**What is needed**
Count the lines of the records below that contain the string "light", matching case exactly, and give only the number.

-- START Dataset extract --

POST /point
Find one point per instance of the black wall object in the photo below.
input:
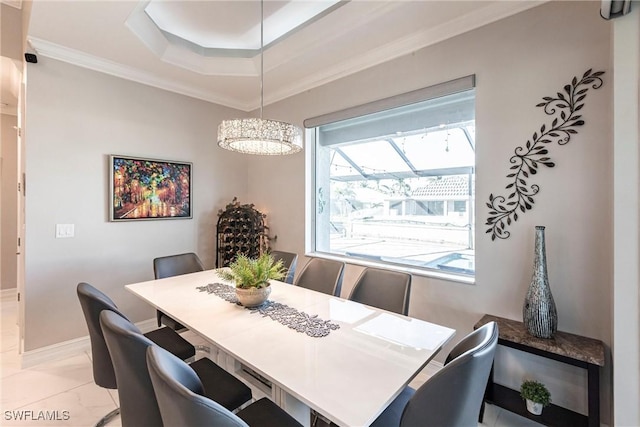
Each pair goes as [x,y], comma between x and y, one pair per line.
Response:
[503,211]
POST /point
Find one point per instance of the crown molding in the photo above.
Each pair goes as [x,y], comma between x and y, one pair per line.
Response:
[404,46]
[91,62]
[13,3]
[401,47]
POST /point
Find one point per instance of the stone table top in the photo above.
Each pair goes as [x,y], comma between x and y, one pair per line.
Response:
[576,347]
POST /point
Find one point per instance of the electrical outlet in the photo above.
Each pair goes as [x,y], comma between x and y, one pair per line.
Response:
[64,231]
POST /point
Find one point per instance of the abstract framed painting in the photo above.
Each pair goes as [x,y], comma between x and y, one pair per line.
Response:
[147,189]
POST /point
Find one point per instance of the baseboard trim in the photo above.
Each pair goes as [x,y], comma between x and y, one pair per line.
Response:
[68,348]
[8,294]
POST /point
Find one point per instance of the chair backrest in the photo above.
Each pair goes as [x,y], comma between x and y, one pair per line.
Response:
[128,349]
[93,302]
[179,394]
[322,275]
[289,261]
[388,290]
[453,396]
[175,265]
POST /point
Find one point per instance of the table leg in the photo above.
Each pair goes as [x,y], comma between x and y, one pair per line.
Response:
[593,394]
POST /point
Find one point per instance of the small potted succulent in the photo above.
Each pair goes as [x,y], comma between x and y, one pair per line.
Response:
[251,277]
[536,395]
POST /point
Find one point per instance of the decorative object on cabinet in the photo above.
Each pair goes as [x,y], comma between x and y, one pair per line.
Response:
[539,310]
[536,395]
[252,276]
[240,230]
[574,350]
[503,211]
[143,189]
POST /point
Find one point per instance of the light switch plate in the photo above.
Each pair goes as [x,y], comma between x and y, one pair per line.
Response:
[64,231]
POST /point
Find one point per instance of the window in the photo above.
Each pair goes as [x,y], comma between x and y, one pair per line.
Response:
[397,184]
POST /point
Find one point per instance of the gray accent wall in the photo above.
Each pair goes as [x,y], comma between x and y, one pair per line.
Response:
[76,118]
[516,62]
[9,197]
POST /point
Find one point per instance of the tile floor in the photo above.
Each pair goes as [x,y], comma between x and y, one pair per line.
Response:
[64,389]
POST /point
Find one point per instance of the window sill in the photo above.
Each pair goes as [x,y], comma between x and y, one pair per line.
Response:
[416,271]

-- END Dataset extract --
-- START Dataset extract --

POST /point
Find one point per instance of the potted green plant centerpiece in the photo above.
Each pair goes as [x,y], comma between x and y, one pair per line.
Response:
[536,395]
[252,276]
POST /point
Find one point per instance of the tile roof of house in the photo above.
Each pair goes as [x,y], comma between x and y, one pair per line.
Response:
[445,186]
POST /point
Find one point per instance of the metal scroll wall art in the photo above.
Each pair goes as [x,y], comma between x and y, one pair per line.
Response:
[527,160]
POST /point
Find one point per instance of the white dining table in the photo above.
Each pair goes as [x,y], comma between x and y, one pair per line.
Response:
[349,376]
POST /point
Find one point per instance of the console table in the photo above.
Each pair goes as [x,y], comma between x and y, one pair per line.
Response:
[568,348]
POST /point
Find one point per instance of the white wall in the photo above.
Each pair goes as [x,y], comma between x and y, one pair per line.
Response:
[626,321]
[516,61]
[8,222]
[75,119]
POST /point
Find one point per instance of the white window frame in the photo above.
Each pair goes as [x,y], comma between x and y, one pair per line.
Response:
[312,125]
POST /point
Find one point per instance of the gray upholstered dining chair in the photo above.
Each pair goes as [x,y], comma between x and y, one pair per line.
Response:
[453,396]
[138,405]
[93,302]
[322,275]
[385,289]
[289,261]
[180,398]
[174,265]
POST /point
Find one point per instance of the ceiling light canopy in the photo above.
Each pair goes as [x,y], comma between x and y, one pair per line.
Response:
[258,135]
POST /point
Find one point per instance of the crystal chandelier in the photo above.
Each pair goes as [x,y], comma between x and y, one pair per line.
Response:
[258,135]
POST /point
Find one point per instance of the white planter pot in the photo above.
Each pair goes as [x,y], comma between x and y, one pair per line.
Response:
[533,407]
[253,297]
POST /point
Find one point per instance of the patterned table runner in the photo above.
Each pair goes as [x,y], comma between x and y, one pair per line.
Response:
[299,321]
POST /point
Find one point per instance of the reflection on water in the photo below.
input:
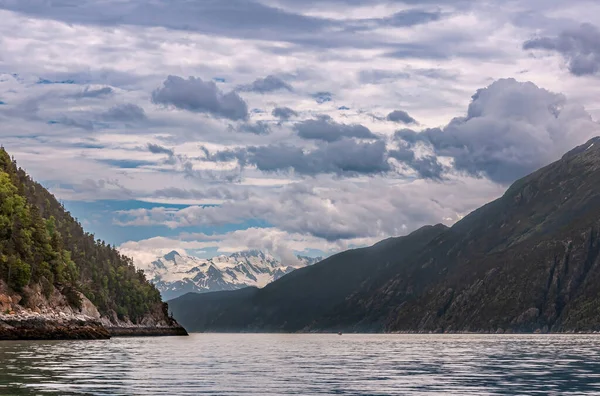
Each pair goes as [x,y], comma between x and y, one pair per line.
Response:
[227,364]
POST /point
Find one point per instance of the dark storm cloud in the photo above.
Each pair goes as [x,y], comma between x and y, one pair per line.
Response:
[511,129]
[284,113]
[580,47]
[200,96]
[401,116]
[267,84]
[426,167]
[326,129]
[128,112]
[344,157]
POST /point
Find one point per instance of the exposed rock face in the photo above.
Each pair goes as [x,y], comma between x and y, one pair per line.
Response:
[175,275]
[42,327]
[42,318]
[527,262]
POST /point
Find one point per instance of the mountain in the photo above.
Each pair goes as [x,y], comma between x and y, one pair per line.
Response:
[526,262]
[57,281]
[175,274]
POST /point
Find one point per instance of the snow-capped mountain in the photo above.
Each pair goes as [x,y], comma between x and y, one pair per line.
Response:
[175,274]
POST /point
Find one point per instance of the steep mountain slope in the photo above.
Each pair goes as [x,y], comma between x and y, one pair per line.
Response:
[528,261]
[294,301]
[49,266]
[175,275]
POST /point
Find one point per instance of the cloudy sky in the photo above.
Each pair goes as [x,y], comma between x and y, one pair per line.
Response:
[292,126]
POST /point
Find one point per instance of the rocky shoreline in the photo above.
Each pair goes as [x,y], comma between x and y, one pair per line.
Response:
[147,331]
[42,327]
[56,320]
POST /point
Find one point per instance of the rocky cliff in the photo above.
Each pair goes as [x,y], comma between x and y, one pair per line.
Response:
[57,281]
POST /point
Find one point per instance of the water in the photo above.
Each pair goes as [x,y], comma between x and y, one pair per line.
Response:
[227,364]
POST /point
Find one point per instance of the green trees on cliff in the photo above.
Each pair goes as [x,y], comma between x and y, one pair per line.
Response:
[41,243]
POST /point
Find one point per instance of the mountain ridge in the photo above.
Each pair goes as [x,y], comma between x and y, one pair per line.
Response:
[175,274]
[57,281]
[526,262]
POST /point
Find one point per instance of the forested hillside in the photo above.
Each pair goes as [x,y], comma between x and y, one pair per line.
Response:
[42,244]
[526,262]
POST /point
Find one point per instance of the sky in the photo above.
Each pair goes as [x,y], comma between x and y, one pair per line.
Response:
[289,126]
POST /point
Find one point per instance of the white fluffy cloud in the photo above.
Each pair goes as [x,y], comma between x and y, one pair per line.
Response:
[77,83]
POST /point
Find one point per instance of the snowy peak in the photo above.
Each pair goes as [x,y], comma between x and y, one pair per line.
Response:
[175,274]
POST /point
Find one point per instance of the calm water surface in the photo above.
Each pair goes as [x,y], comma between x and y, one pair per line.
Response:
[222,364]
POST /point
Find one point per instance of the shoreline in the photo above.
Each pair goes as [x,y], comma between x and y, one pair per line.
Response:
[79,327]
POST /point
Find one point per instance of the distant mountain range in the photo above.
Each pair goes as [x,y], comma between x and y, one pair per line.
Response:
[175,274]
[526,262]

-- END Dataset extract --

**Correct answer**
2